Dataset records
- - - -

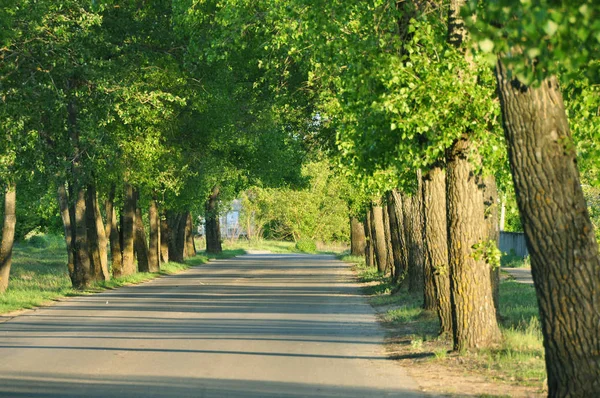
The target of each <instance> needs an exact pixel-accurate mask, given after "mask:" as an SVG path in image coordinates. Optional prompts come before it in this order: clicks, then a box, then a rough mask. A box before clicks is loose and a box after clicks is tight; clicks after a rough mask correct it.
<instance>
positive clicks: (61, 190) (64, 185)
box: [56, 183, 75, 275]
mask: <svg viewBox="0 0 600 398" xmlns="http://www.w3.org/2000/svg"><path fill="white" fill-rule="evenodd" d="M56 194H57V198H58V207H59V210H60V217H61V219H62V222H63V231H64V233H65V243H66V247H67V269H68V270H69V275H71V274H72V273H73V272H74V271H75V257H74V256H73V251H72V250H71V238H73V233H72V232H71V228H72V226H71V215H70V214H69V195H68V193H67V188H66V184H64V183H62V184H61V183H59V184H58V188H57V190H56Z"/></svg>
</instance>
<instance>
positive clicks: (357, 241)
mask: <svg viewBox="0 0 600 398" xmlns="http://www.w3.org/2000/svg"><path fill="white" fill-rule="evenodd" d="M366 245H367V242H366V237H365V226H364V225H363V223H361V222H360V221H358V218H356V217H350V254H352V255H353V256H364V255H365V246H366Z"/></svg>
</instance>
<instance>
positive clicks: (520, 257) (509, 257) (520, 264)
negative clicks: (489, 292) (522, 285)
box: [500, 254, 531, 268]
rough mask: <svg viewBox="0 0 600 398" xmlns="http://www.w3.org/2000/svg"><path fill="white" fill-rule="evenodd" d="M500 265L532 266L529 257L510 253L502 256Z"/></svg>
mask: <svg viewBox="0 0 600 398" xmlns="http://www.w3.org/2000/svg"><path fill="white" fill-rule="evenodd" d="M500 265H501V266H503V267H508V268H531V263H530V262H529V257H525V258H522V257H518V256H514V255H510V254H506V255H504V256H502V258H501V259H500Z"/></svg>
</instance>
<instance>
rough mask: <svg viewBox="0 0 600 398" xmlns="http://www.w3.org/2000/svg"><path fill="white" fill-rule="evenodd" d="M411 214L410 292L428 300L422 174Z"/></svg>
mask: <svg viewBox="0 0 600 398" xmlns="http://www.w3.org/2000/svg"><path fill="white" fill-rule="evenodd" d="M409 202H410V213H408V217H409V221H408V225H409V228H408V233H409V234H410V236H409V238H408V242H409V244H410V246H409V250H408V262H409V264H410V266H409V268H408V290H409V291H410V292H412V293H416V294H419V295H421V294H422V295H424V297H425V298H426V299H427V300H430V299H431V297H427V296H425V270H424V268H425V259H424V254H423V192H422V181H421V173H420V172H419V173H417V190H416V191H415V194H414V195H413V196H411V197H410V201H409ZM425 305H426V306H427V307H425V308H427V309H431V306H432V303H431V301H426V302H425Z"/></svg>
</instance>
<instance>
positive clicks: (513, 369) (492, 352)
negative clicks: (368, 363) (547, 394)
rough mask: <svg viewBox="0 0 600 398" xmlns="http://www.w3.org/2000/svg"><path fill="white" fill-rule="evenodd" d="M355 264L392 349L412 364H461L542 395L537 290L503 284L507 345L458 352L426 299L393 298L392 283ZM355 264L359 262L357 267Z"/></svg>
mask: <svg viewBox="0 0 600 398" xmlns="http://www.w3.org/2000/svg"><path fill="white" fill-rule="evenodd" d="M340 259H342V260H343V261H347V262H352V263H354V267H355V269H356V271H357V274H358V277H359V279H360V281H361V282H363V284H364V293H365V294H366V295H368V296H370V297H369V300H370V303H371V305H372V306H373V307H374V308H375V309H376V310H377V311H378V312H379V313H380V318H381V320H382V322H383V324H384V326H386V327H387V328H388V329H389V330H390V336H391V338H390V341H391V342H392V344H394V343H398V344H399V347H401V348H400V349H401V350H404V352H402V353H401V354H399V353H397V352H396V353H395V354H394V355H392V357H393V356H397V355H400V356H402V357H409V358H411V357H412V358H417V357H418V358H427V361H430V362H435V363H439V364H445V365H449V366H455V364H456V361H457V360H459V361H460V363H461V364H462V366H463V367H464V369H465V370H469V371H472V372H475V373H478V374H482V375H484V376H486V378H488V379H490V380H499V381H502V382H507V383H509V384H513V385H519V386H529V387H534V388H535V389H537V390H539V391H542V390H543V389H544V380H545V379H546V370H545V362H544V347H543V342H542V332H541V325H540V322H539V312H538V305H537V300H536V295H535V289H534V287H533V286H529V285H524V284H521V283H517V282H515V281H512V280H506V281H503V282H502V283H501V285H500V303H499V307H500V308H499V313H500V319H501V322H500V327H501V331H502V341H501V342H500V343H499V344H498V345H497V346H496V347H494V348H490V349H482V350H479V351H473V352H465V353H460V354H459V353H456V352H452V351H451V349H452V344H451V342H450V341H448V339H446V338H444V337H441V336H438V329H439V321H438V319H437V315H436V314H435V313H433V312H429V311H424V310H423V308H422V305H423V298H422V297H420V296H415V295H413V294H411V293H409V292H408V291H407V289H406V288H401V289H399V290H397V292H395V294H393V295H391V294H390V292H392V290H393V286H392V285H391V281H390V279H389V278H386V277H384V276H382V275H380V274H378V273H377V271H376V270H374V269H373V268H367V267H366V266H365V264H364V260H362V259H360V258H358V259H356V258H352V257H347V256H346V257H340ZM351 260H354V261H351Z"/></svg>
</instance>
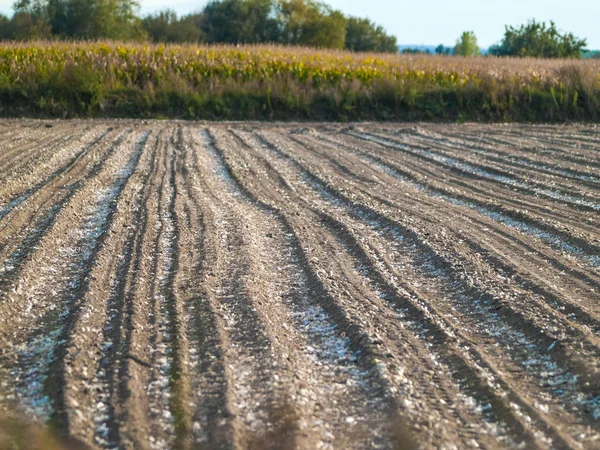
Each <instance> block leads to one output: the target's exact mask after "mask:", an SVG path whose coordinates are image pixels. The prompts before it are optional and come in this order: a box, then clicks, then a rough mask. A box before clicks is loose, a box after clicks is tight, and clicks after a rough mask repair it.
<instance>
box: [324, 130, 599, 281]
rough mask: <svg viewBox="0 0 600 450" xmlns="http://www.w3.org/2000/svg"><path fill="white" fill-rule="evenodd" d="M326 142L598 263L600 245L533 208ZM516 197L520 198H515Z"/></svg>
mask: <svg viewBox="0 0 600 450" xmlns="http://www.w3.org/2000/svg"><path fill="white" fill-rule="evenodd" d="M320 139H323V138H320ZM324 142H328V143H329V144H331V143H333V142H334V143H335V144H336V145H339V146H341V147H343V148H346V149H348V150H350V151H351V152H352V153H355V154H357V155H359V157H360V158H362V159H364V160H365V161H367V162H368V163H370V164H372V165H374V166H376V167H378V168H379V169H380V170H382V171H383V172H385V173H386V174H387V175H391V176H392V177H394V178H396V179H397V180H399V181H401V182H403V183H406V184H407V185H410V186H411V187H412V188H414V189H416V190H418V191H422V192H425V193H427V194H428V195H429V196H430V197H435V198H440V199H442V200H444V201H447V202H449V203H452V204H454V205H457V206H463V207H467V208H469V209H471V210H473V211H476V212H478V213H480V214H482V215H484V216H486V217H488V218H490V219H492V220H494V221H497V222H501V223H502V224H504V225H506V226H508V227H510V228H513V229H515V230H518V231H519V232H521V233H523V234H526V235H529V236H532V237H534V238H536V239H540V240H541V241H543V242H544V243H546V244H548V245H549V246H550V247H552V248H553V249H555V250H557V251H559V252H561V253H566V254H568V255H570V256H572V257H576V258H578V259H580V260H581V262H582V263H583V264H585V265H588V266H590V267H592V268H596V267H598V264H599V260H598V253H599V250H600V247H599V246H597V245H596V244H593V243H590V242H589V241H586V240H585V239H583V238H582V237H580V236H578V235H574V234H573V233H572V232H570V231H566V230H565V229H564V228H561V229H558V228H557V227H556V226H553V224H552V223H548V222H546V221H545V219H544V218H542V219H538V218H536V217H532V216H531V214H530V213H529V212H527V211H525V210H521V209H507V208H506V205H504V206H502V207H499V206H498V205H497V204H495V203H493V202H489V201H488V200H487V199H486V198H485V197H484V198H482V197H481V196H480V195H479V192H478V191H477V192H476V191H474V192H473V193H472V195H471V196H468V195H465V192H463V191H457V190H449V189H446V188H444V187H442V186H441V185H440V183H439V182H436V181H434V180H432V179H431V177H430V176H427V175H424V176H423V175H419V176H418V175H416V174H415V173H413V172H412V171H410V169H409V168H408V167H406V166H400V165H399V164H398V163H396V162H392V160H390V158H389V157H384V156H383V155H382V156H377V155H376V154H375V153H374V152H372V151H368V152H367V150H366V149H364V150H361V149H359V148H357V147H354V146H352V145H349V144H347V143H343V142H339V141H337V140H335V141H333V142H332V141H331V140H330V139H329V138H325V139H324ZM515 200H517V199H516V198H515ZM550 215H551V213H548V214H546V216H550ZM599 242H600V241H599ZM582 277H584V278H586V277H588V276H587V275H582Z"/></svg>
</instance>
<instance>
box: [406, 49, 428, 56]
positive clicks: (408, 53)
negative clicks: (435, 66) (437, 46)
mask: <svg viewBox="0 0 600 450" xmlns="http://www.w3.org/2000/svg"><path fill="white" fill-rule="evenodd" d="M401 53H402V54H403V55H431V52H430V51H429V50H428V49H426V48H419V47H406V48H403V49H402V52H401Z"/></svg>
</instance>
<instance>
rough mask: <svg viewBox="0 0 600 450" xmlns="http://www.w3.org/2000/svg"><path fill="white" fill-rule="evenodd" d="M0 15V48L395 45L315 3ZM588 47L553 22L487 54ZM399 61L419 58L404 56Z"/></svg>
mask: <svg viewBox="0 0 600 450" xmlns="http://www.w3.org/2000/svg"><path fill="white" fill-rule="evenodd" d="M13 7H14V14H13V16H12V17H11V18H8V17H6V16H3V15H0V40H31V39H91V40H97V39H113V40H134V41H153V42H165V43H184V42H192V43H207V44H216V43H223V44H260V43H277V44H289V45H301V46H310V47H317V48H331V49H347V50H352V51H371V52H389V53H396V52H398V45H397V40H396V37H395V36H393V35H390V34H388V33H387V32H386V30H385V29H383V27H382V26H380V25H377V24H375V23H373V22H372V21H371V20H369V19H366V18H359V17H350V16H346V15H344V14H343V13H342V12H341V11H338V10H336V9H334V8H332V7H330V6H329V5H327V4H326V3H323V2H320V1H318V0H211V1H210V2H209V3H208V4H206V5H205V6H204V8H203V9H202V10H200V11H199V12H197V13H193V14H189V15H185V16H181V17H180V16H178V15H177V14H176V13H175V12H174V11H173V10H170V9H165V10H163V11H160V12H157V13H154V14H149V15H146V16H144V17H140V16H139V14H138V12H139V3H138V1H137V0H17V1H16V2H15V3H14V5H13ZM586 44H587V42H586V40H585V39H580V38H578V37H576V36H574V35H573V34H572V33H565V32H562V31H560V30H559V29H558V28H557V27H556V24H555V23H554V22H550V24H549V25H547V24H546V23H544V22H541V23H540V22H536V21H535V20H530V21H529V22H528V23H527V24H525V25H521V26H520V27H512V26H507V27H506V29H505V33H504V37H503V38H502V40H501V41H500V42H499V43H498V44H496V45H494V46H492V47H491V48H490V49H489V54H491V55H495V56H512V57H536V58H581V56H582V52H584V51H585V46H586ZM403 52H404V53H419V52H420V51H419V50H417V49H405V50H404V51H403ZM435 53H437V54H442V55H459V56H477V55H480V54H481V51H480V48H479V46H478V44H477V37H476V36H475V33H473V32H472V31H466V32H464V33H463V34H462V35H461V36H460V38H459V39H458V40H457V42H456V45H455V46H454V47H445V46H444V45H440V46H438V47H437V48H436V50H435Z"/></svg>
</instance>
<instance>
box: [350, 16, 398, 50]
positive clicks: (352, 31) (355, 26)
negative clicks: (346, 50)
mask: <svg viewBox="0 0 600 450" xmlns="http://www.w3.org/2000/svg"><path fill="white" fill-rule="evenodd" d="M345 47H346V48H347V49H348V50H353V51H355V52H386V53H397V52H398V43H397V40H396V37H395V36H391V35H388V34H387V33H386V32H385V30H384V29H383V27H382V26H381V25H376V24H374V23H373V22H371V21H370V20H369V19H361V18H358V17H348V20H347V21H346V43H345Z"/></svg>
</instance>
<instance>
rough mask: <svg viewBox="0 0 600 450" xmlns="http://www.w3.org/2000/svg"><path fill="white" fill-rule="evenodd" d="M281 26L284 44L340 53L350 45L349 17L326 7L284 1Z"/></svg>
mask: <svg viewBox="0 0 600 450" xmlns="http://www.w3.org/2000/svg"><path fill="white" fill-rule="evenodd" d="M279 22H280V24H281V28H282V35H281V42H282V43H284V44H294V45H306V46H310V47H320V48H338V49H343V48H344V46H345V44H346V17H345V16H344V15H343V14H342V13H341V12H340V11H337V10H334V9H333V8H331V7H330V6H328V5H326V4H324V3H320V2H317V1H313V0H283V1H282V2H281V4H280V11H279Z"/></svg>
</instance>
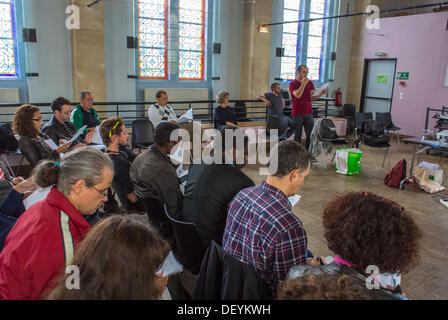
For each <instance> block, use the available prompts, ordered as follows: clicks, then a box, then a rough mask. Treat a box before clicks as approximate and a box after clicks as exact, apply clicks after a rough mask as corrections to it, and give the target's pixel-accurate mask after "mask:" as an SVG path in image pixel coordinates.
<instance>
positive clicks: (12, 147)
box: [0, 123, 19, 152]
mask: <svg viewBox="0 0 448 320" xmlns="http://www.w3.org/2000/svg"><path fill="white" fill-rule="evenodd" d="M18 148H19V142H18V141H17V139H16V137H15V136H14V133H13V132H12V129H11V126H10V125H9V124H8V123H2V124H0V151H1V152H5V151H16V150H17V149H18Z"/></svg>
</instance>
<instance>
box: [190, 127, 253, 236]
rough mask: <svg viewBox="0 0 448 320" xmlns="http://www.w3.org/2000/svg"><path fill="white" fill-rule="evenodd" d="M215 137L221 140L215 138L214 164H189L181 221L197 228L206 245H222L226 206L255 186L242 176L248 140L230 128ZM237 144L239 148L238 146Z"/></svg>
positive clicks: (247, 145)
mask: <svg viewBox="0 0 448 320" xmlns="http://www.w3.org/2000/svg"><path fill="white" fill-rule="evenodd" d="M226 132H227V134H226ZM218 134H219V136H220V137H222V138H221V139H219V140H216V138H215V140H214V142H215V151H214V152H215V153H216V155H214V156H213V158H215V157H216V156H218V157H219V158H220V159H216V158H215V160H217V163H212V162H213V160H211V159H205V162H204V161H203V162H202V163H201V164H192V165H191V166H190V168H189V172H188V179H187V184H186V185H185V192H184V205H183V211H182V220H185V221H190V222H193V223H194V224H196V227H197V228H198V231H199V235H200V237H201V239H202V240H203V241H204V242H205V243H210V242H211V241H212V240H215V241H216V242H217V243H219V244H221V243H222V234H223V232H224V228H225V226H226V218H227V206H228V205H229V203H230V202H231V201H232V199H233V198H234V197H235V196H236V194H237V193H238V192H239V191H240V190H242V189H245V188H248V187H252V186H254V183H253V181H252V180H251V179H250V178H249V177H248V176H246V175H245V174H244V173H242V172H241V169H242V168H243V167H244V165H245V162H246V160H247V148H248V138H247V136H245V135H244V132H243V131H242V130H241V129H235V128H233V127H223V128H222V129H221V130H220V131H219V133H218ZM218 141H219V142H221V143H219V142H218ZM239 141H240V142H241V143H243V145H242V146H237V143H238V142H239ZM216 148H220V149H219V150H217V149H216ZM226 148H227V149H226ZM237 152H242V153H243V155H244V158H245V159H244V162H243V163H238V161H237Z"/></svg>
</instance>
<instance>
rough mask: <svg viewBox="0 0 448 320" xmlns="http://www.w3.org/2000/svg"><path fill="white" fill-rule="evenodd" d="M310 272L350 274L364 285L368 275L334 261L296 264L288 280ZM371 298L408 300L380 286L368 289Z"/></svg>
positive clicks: (387, 289) (320, 273)
mask: <svg viewBox="0 0 448 320" xmlns="http://www.w3.org/2000/svg"><path fill="white" fill-rule="evenodd" d="M308 274H315V275H319V274H330V275H333V274H340V275H344V274H346V275H349V276H351V277H352V278H354V279H356V281H359V282H360V283H362V284H363V285H364V284H365V283H366V279H367V277H366V276H365V275H363V274H361V273H359V272H358V271H357V270H356V269H354V268H350V267H347V266H345V265H342V264H339V263H336V262H333V263H330V264H328V265H324V266H319V267H317V266H312V265H300V266H294V267H292V268H291V270H289V274H288V277H287V280H289V279H294V278H298V277H303V276H306V275H308ZM367 292H368V294H369V296H370V298H371V299H372V300H407V298H406V297H404V296H403V295H402V294H400V293H398V292H394V291H391V290H388V289H384V288H380V289H378V290H375V289H372V290H367Z"/></svg>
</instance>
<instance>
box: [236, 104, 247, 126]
mask: <svg viewBox="0 0 448 320" xmlns="http://www.w3.org/2000/svg"><path fill="white" fill-rule="evenodd" d="M235 116H236V120H237V121H238V122H246V121H250V120H249V119H247V110H246V103H245V102H244V101H237V102H235Z"/></svg>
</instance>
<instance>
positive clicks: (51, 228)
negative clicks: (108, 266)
mask: <svg viewBox="0 0 448 320" xmlns="http://www.w3.org/2000/svg"><path fill="white" fill-rule="evenodd" d="M59 167H60V169H57V170H58V171H59V172H58V173H57V174H55V172H54V171H55V168H59ZM36 170H37V171H36V173H35V174H34V180H35V181H36V184H38V185H40V186H42V187H47V186H48V185H42V183H41V182H40V181H39V180H45V181H46V182H47V184H50V185H53V184H55V185H56V187H53V188H52V190H51V191H50V193H49V194H48V196H47V198H46V199H45V200H42V201H40V202H38V203H36V204H34V205H33V206H31V207H30V208H29V209H28V210H27V211H25V212H24V213H23V214H22V216H21V217H20V218H19V220H17V222H16V224H15V225H14V227H13V228H12V230H11V231H10V233H9V235H8V237H7V238H6V241H5V247H4V249H3V251H2V252H1V254H0V298H1V299H8V300H35V299H42V298H45V297H46V295H47V294H49V291H50V290H51V289H52V288H53V287H54V286H55V285H56V281H57V280H58V277H59V276H60V275H61V274H62V273H63V272H64V271H65V268H66V267H67V266H69V265H70V263H71V260H72V258H73V253H74V250H75V248H76V246H77V245H78V243H79V242H80V241H81V240H82V239H83V237H84V235H85V234H86V233H87V231H89V229H90V226H89V223H88V222H87V220H86V219H85V218H84V216H87V215H91V214H92V213H94V212H95V211H96V210H97V209H98V207H99V206H100V205H101V204H102V202H104V201H106V200H107V189H108V188H109V187H110V185H111V183H112V179H113V175H114V171H113V170H114V169H113V164H112V162H111V161H110V159H109V158H108V157H107V156H106V155H104V154H102V153H101V152H100V151H98V150H95V149H93V148H87V147H85V148H79V149H76V150H75V151H73V152H71V153H69V154H67V155H66V156H65V157H64V158H63V160H62V162H61V163H58V162H53V161H46V162H44V163H41V164H40V165H39V166H38V167H37V168H36ZM43 177H44V178H43ZM51 177H54V179H55V180H57V181H53V182H51V181H50V180H51V179H52V178H51ZM48 181H50V182H48Z"/></svg>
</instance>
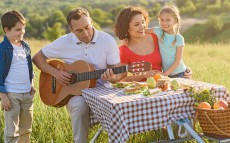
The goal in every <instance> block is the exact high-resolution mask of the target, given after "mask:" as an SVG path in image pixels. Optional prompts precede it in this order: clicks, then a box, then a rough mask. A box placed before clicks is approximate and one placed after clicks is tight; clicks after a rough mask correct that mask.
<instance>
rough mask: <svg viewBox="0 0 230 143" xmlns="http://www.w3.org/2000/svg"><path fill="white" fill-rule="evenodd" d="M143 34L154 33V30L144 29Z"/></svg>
mask: <svg viewBox="0 0 230 143" xmlns="http://www.w3.org/2000/svg"><path fill="white" fill-rule="evenodd" d="M145 33H147V34H151V33H154V28H153V27H151V28H147V29H145Z"/></svg>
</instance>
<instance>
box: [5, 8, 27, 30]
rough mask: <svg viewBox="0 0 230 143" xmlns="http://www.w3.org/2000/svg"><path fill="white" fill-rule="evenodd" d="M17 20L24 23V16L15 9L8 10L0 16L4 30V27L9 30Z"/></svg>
mask: <svg viewBox="0 0 230 143" xmlns="http://www.w3.org/2000/svg"><path fill="white" fill-rule="evenodd" d="M17 22H21V23H22V24H24V25H25V24H26V19H25V17H24V16H23V15H22V14H21V13H20V12H18V11H16V10H12V11H8V12H7V13H5V14H4V15H3V16H2V17H1V24H2V29H3V31H4V32H5V30H4V29H5V28H8V29H9V30H11V28H13V27H14V26H15V25H16V23H17Z"/></svg>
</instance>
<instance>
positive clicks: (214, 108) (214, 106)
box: [213, 100, 228, 109]
mask: <svg viewBox="0 0 230 143" xmlns="http://www.w3.org/2000/svg"><path fill="white" fill-rule="evenodd" d="M220 107H222V108H224V109H225V108H228V102H227V101H225V100H219V101H217V102H215V103H214V105H213V108H214V109H219V108H220Z"/></svg>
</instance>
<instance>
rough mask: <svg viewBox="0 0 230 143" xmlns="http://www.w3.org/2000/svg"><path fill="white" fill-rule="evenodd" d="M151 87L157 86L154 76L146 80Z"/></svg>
mask: <svg viewBox="0 0 230 143" xmlns="http://www.w3.org/2000/svg"><path fill="white" fill-rule="evenodd" d="M146 82H147V84H148V87H149V88H155V87H156V85H157V83H156V81H155V79H154V78H153V77H148V78H147V80H146Z"/></svg>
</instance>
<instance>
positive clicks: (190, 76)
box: [184, 67, 192, 79]
mask: <svg viewBox="0 0 230 143" xmlns="http://www.w3.org/2000/svg"><path fill="white" fill-rule="evenodd" d="M184 78H188V79H192V69H191V68H190V67H187V68H186V70H185V72H184Z"/></svg>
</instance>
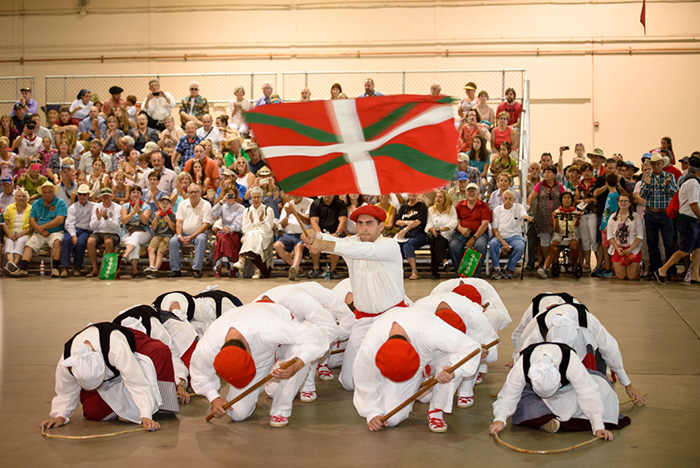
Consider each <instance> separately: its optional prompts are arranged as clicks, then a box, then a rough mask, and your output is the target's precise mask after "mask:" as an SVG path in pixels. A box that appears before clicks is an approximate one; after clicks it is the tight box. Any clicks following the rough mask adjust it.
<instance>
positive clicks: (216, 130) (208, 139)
mask: <svg viewBox="0 0 700 468" xmlns="http://www.w3.org/2000/svg"><path fill="white" fill-rule="evenodd" d="M201 119H202V120H201V124H200V126H201V128H198V129H197V132H196V133H197V136H198V137H199V138H200V139H201V140H202V141H204V140H209V141H211V146H212V150H213V151H214V154H217V153H218V152H219V143H220V142H222V141H224V140H225V139H226V135H224V134H223V133H221V130H219V129H218V128H216V127H215V126H214V120H213V119H212V118H211V115H209V114H204V115H202V116H201Z"/></svg>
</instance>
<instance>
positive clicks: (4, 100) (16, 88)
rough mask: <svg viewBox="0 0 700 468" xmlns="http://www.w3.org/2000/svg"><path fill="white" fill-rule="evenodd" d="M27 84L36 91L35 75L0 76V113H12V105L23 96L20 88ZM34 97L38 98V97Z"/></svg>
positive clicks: (6, 114)
mask: <svg viewBox="0 0 700 468" xmlns="http://www.w3.org/2000/svg"><path fill="white" fill-rule="evenodd" d="M25 86H27V87H29V88H30V89H31V90H32V91H34V89H35V86H34V77H33V76H4V77H0V115H10V111H11V110H12V106H13V105H14V104H15V102H17V101H19V100H20V99H21V98H22V93H21V92H20V91H19V90H20V89H22V88H24V87H25ZM34 99H35V100H36V97H34Z"/></svg>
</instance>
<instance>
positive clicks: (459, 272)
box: [457, 249, 481, 278]
mask: <svg viewBox="0 0 700 468" xmlns="http://www.w3.org/2000/svg"><path fill="white" fill-rule="evenodd" d="M479 260H481V253H479V252H477V251H476V250H474V249H467V250H465V251H464V255H463V256H462V261H461V262H459V268H458V269H457V273H458V274H459V276H461V277H462V278H471V277H472V276H474V272H475V271H476V267H477V266H478V265H479Z"/></svg>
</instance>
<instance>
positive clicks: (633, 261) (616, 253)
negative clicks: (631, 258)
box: [610, 250, 642, 263]
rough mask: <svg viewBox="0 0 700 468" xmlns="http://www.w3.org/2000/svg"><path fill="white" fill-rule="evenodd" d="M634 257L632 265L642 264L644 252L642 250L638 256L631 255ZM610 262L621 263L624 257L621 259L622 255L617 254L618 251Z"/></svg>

- - - -

▸ Work request: What is needed is an exact copy of each line from the top of the data above through the line containing "positive clicks: (61, 190) (64, 185)", with no pictures.

▸ Response to the exercise:
The target of each <instance> needs an exact pixel-accurate mask, given after "mask:" as an SVG path in image coordinates. Optional prompts come before it in this order: clicks, then a box, then a rough mask. A box before clicks is loose and a box after clicks is tight; clicks after a rough mask correct it.
<instance>
positive clicks: (61, 190) (64, 185)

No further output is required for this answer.